Raw records

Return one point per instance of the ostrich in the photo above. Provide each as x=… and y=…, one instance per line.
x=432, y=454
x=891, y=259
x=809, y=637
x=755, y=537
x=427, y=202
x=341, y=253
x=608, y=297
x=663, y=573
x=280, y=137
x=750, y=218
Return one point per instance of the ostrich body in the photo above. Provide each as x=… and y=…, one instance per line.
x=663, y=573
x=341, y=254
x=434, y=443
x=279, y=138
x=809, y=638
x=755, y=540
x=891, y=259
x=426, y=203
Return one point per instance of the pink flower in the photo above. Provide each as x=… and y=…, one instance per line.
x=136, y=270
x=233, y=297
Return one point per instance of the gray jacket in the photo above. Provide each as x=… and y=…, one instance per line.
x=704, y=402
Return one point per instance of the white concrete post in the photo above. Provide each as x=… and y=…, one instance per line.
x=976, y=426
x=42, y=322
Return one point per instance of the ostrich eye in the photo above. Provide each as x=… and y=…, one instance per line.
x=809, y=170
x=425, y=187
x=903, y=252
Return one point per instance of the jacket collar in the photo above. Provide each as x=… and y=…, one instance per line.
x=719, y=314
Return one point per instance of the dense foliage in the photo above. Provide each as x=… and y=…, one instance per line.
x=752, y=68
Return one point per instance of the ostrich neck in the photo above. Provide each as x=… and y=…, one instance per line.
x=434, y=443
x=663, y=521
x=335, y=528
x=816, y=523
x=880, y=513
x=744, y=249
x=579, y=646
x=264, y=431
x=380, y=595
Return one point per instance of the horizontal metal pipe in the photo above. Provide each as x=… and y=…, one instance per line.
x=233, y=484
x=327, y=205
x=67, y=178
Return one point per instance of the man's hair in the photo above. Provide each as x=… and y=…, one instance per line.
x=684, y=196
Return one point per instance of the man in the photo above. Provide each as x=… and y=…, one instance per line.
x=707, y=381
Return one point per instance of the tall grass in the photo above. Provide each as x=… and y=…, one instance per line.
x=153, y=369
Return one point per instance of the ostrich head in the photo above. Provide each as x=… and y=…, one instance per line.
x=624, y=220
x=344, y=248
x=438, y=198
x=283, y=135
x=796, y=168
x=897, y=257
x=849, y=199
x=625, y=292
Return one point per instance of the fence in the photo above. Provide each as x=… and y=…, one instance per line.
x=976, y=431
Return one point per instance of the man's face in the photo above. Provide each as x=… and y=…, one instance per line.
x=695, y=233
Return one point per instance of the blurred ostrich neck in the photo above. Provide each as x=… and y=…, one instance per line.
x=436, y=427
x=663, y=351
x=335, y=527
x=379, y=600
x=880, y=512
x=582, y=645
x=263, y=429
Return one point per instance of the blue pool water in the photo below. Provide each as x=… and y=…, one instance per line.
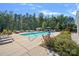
x=34, y=34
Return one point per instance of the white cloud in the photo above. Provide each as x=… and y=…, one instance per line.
x=23, y=4
x=73, y=12
x=39, y=6
x=30, y=4
x=33, y=8
x=48, y=12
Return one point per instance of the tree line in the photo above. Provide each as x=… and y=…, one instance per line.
x=14, y=21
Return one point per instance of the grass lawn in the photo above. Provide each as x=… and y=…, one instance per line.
x=63, y=44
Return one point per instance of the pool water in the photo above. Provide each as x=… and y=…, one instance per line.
x=34, y=34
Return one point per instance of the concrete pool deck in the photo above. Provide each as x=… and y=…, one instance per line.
x=24, y=46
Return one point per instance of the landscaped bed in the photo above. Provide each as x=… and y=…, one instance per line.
x=63, y=44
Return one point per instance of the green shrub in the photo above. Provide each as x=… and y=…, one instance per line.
x=63, y=44
x=5, y=31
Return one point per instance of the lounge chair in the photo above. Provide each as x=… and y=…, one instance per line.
x=4, y=39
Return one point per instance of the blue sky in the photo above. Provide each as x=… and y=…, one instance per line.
x=45, y=8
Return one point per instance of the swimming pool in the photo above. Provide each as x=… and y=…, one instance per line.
x=34, y=34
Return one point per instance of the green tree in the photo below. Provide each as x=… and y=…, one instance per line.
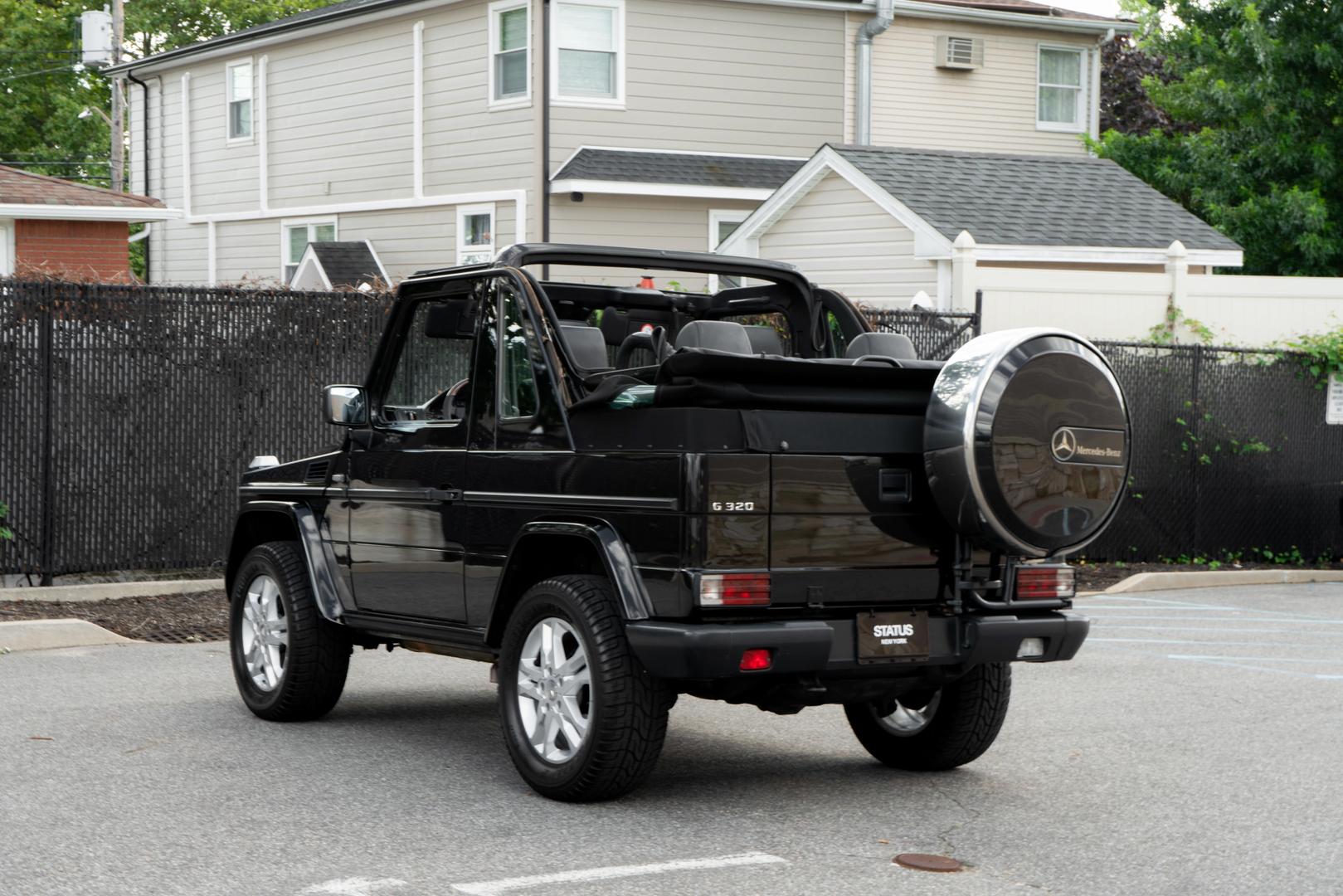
x=1254, y=91
x=43, y=91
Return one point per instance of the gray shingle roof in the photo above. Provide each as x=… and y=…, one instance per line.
x=348, y=264
x=679, y=168
x=1033, y=201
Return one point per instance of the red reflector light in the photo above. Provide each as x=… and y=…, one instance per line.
x=757, y=660
x=1044, y=583
x=735, y=590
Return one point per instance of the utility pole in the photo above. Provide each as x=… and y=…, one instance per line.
x=119, y=100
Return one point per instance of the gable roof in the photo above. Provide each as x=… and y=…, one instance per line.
x=1019, y=207
x=352, y=264
x=351, y=8
x=27, y=195
x=1033, y=201
x=700, y=169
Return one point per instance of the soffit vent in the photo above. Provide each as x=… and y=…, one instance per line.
x=959, y=52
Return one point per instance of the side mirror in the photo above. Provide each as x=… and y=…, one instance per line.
x=345, y=405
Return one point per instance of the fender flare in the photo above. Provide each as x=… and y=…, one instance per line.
x=610, y=547
x=329, y=590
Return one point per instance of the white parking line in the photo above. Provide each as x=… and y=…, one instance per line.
x=585, y=874
x=1253, y=668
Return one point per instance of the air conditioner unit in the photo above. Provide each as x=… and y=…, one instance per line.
x=959, y=52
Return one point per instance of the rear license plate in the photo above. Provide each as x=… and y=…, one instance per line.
x=893, y=635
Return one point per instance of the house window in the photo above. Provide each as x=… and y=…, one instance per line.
x=295, y=236
x=1058, y=105
x=511, y=82
x=474, y=234
x=587, y=62
x=723, y=223
x=239, y=88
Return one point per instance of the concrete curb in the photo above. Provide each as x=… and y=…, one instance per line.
x=110, y=590
x=1214, y=578
x=49, y=635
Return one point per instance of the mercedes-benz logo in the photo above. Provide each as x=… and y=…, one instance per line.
x=1064, y=445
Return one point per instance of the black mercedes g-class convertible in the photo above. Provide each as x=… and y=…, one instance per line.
x=618, y=494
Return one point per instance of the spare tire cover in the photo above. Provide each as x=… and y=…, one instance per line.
x=1026, y=442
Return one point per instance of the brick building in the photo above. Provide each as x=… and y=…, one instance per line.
x=58, y=229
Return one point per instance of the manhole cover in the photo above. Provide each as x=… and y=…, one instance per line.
x=923, y=861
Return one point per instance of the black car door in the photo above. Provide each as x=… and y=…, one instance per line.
x=406, y=470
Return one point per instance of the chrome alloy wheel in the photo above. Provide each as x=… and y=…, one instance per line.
x=907, y=722
x=264, y=633
x=553, y=689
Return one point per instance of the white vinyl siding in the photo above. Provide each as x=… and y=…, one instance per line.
x=294, y=236
x=239, y=85
x=474, y=234
x=993, y=108
x=844, y=241
x=587, y=60
x=727, y=77
x=511, y=52
x=1063, y=89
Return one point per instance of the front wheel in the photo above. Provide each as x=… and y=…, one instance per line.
x=581, y=719
x=289, y=661
x=939, y=730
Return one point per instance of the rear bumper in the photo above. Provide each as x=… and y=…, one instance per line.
x=713, y=650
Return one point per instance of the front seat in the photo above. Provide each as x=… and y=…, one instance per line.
x=895, y=345
x=718, y=336
x=587, y=345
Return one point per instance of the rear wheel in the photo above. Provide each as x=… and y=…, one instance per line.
x=289, y=663
x=937, y=731
x=581, y=719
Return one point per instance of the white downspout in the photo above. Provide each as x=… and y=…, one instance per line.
x=1093, y=125
x=863, y=52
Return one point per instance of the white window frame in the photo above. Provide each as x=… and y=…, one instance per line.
x=286, y=223
x=718, y=217
x=230, y=100
x=462, y=249
x=497, y=11
x=1083, y=123
x=596, y=102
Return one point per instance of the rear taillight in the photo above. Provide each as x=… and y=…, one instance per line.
x=735, y=590
x=1044, y=582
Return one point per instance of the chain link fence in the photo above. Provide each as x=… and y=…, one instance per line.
x=126, y=414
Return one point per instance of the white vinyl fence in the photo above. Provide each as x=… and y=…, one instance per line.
x=1238, y=310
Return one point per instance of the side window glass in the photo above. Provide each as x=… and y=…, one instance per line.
x=430, y=381
x=518, y=377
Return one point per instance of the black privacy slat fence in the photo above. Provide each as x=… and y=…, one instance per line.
x=126, y=414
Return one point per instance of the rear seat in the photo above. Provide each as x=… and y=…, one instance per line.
x=765, y=340
x=718, y=336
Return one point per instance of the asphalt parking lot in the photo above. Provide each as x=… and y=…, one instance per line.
x=1195, y=746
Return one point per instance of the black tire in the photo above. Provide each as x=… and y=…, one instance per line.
x=317, y=653
x=966, y=720
x=626, y=707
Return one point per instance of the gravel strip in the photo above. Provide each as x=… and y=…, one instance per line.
x=175, y=618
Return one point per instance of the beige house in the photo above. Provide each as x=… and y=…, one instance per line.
x=440, y=130
x=892, y=226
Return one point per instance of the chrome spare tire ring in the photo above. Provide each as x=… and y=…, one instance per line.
x=553, y=689
x=264, y=633
x=907, y=722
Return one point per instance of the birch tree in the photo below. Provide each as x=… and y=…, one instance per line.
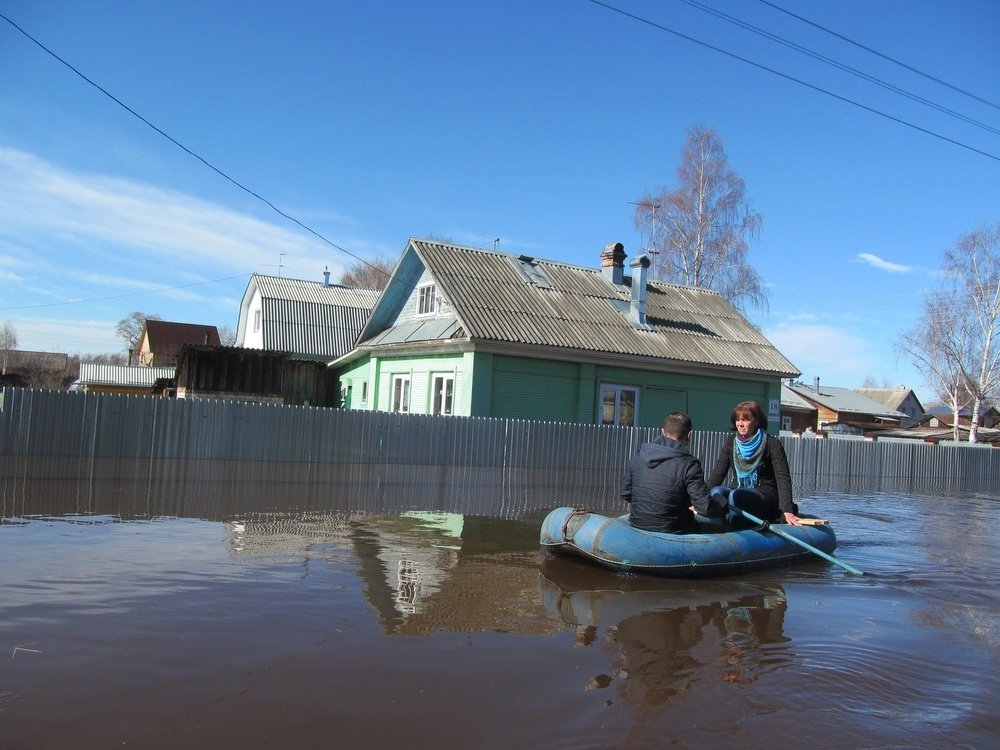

▸ **WORK TO BE COMPLETED**: Present everything from the line containing "Return one point per instance of the black tire" down to the end of the entries above as a numbered list, omitting blank lines and leaving out the pictures.

▸ **RESULT OF THIS TASK**:
1. Return one point per instance of the black tire in the photo above. Provide each as x=… and y=…, one instance per line.
2. x=317, y=653
3. x=966, y=720
4. x=626, y=707
5. Return one point per instance of the gravel strip in the photo above. Provide each as x=… and y=…, one instance per line.
6. x=175, y=618
7. Return one point per instance of the beige house in the photo above. Provide each as x=… and y=…, one instance per line.
8. x=440, y=130
9. x=892, y=226
10. Return one point per instance of the chrome spare tire ring in the photo above. Provide each as x=… and y=…, one instance per line.
11. x=553, y=689
12. x=264, y=633
13. x=907, y=722
14. Return one point per instance of the birch tree in the photo below. Provide each as x=… and y=…, one instance per line.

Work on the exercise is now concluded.